JOB :: Starting at the line that contains "point: grass field" and continuing through the last of the entries, rewrite those lines with "skyscraper" renamed to "high-rise building" and everything else unchanged.

Entries from a pointing dataset
___

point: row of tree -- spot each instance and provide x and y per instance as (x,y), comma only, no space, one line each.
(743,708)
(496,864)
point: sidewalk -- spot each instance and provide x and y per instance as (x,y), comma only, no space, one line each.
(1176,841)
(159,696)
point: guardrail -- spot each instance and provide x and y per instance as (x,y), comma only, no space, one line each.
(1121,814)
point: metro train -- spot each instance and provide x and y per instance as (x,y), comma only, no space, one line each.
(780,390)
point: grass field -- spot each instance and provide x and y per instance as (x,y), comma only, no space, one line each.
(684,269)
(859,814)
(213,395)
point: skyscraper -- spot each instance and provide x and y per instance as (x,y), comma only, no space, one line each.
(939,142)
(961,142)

___

FINISHED TASK ::
point: grass field -- spot each instance and provide x and y per instance as (x,y), comma only, no space, one line each.
(684,269)
(859,814)
(213,395)
point: high-rise building -- spot each instance and provide x and y per instance as (x,y), comma only, no space, one line each.
(939,142)
(961,142)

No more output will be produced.